▶ 本文
__________________________________________________
「時の止まった世界はユートピアだ」
という言葉は諸星大二郎先生の
名作「マッドメン」にあるセリフの一部なんですが、
近頃この言葉が心に響いているというか、
なんだかやるせない気分になりましてね。
大分頻度は減っているものの、
フィルムで写真を撮る事があるんですけどね。
こないだ近所のキタムラに撮影済みのフィルムを持って行ったら、
アルバイトとおぼしき女の子の店員が対応してくれたのですが、
「同時プリントですね?」
って聞かれて、
「いえ、現像のみで…。」
「では現像とインデックスプリントですね?」
「いえ、インデックスもいらないです。」
「え?いらないんですか??」
まぁ別にそのくらいのことはままあるかと思いました。
でも、ちゃんとフィルムの種別を確認しているかに見えたのですが、
店内処理用の袋に必要事項を入れて
仕上がり日付に当日の日付を書き始めたので、
「あ、これリバーサルなんですけど…」
と慌てて確認を入れました。
「え?え?…少々お待ちください…」
向こうも何かしらの異常に気づいたのか、
近くにいた別の店員さんに相談を入れたのですが、
「あの、インデックス無しのお客さんが…えーっと」
……。
いや、それは質問の内容が合ってないよ。
「こちらフジカラーでの処理になります。」
うーん…。
「すみません。コダックで処理してもらえますか?」
「あ、あぁ、コダックですね。そうです。」
「お急ぎですか?」
急いでいたらここには来ないけど…。
とまぁ年々やり取りがめんどくさくなって来ています。
まぁ最後のラボの指定については、別にフジカラーで処理してもらっても問題は無いのだけど、
どんどん悲しい時代になってきたものです。
ちょっと前まで写真と言えばフィルムで撮るのが当たり前だったし、
特に困る事もなかっただろうにね。
数ヶ月前にコダックがリバーサルの生産終了をアナウンスしたばかりだというのに、
町の写真屋さんがもうコレだものね。
別に怒っているわけではないんですけどね。
どうしてみんなはこうも急な変化を受け入れられるんだろうか?
それとも僕の感覚がおかしいのかなぁ?
昔、デジタルビデオが出始めた時に、
映画作家の人たちの一部では、
「やっとフィルムは解放された」
って別の意味で歓迎していたんですけどね。
情報メディアとしての映像はビデオに完全シフトすることで、
フィルムは純粋に芸術のものになるのだ。
という解釈だったようですが、
あっというまに、フィルムが駆逐されてしまいましたね。
もはや、映画館に行ってもただ大きなビデオでしかない。
良いのか悪いのかという二元論では語れないにしろ、
なにかこう違和感を感じてしまうのです。
便利という点ではいろいろ利点もありますが、
デジタル化という意味では、どこかしら不完全なところも散見できる今のデジタルカメラの世界。
先の映画にしてもデジタルの画質を活かすなら、
スクリーン投影よりもディスプレイ化だろうし、ヘッドマウントとかで見る方が、
映画館で見るよりもずっと迫力もある。
__________________________________________________
▶ やること
A – 本文によると、数ヶ月前にコダックは何の生産終了をアナウンスしましたか。
B – 本文から、「どうしてみんなはこうも急な変化を受け入れられるんだろうか?」から「なにかこう違和感を感じてしまうのです。」までを、「なにかこう違和感を感じてしまうのです。」も含めてそのまま抜き出してください。
答えの根拠には本文だけを使ってください。

▶ 元データ
__________________________________________________
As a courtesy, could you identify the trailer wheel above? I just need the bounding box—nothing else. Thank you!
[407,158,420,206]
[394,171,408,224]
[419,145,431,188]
__________________________________________________
▶ 課題ごとの解答
A – リバーサルです。

B –
どうしてみんなはこうも急な変化を受け入れられるんだろうか?
それとも僕の感覚がおかしいのかなぁ?
昔、デジタルビデオが出始めた時に、
映画作家の人たちの一部では、
「やっとフィルムは解放された」
って別の意味で歓迎していたんですけどね。
情報メディアとしての映像はビデオに完全シフトすることで、
フィルムは純粋に芸術のものになるのだ。
という解釈だったようですが、
あっというまに、フィルムが駆逐されてしまいましたね。
もはや、映画館に行ってもただ大きなビデオでしかない。
良いのか悪いのかという二元論では語れないにしろ、
なにかこう違和感を感じてしまうのです。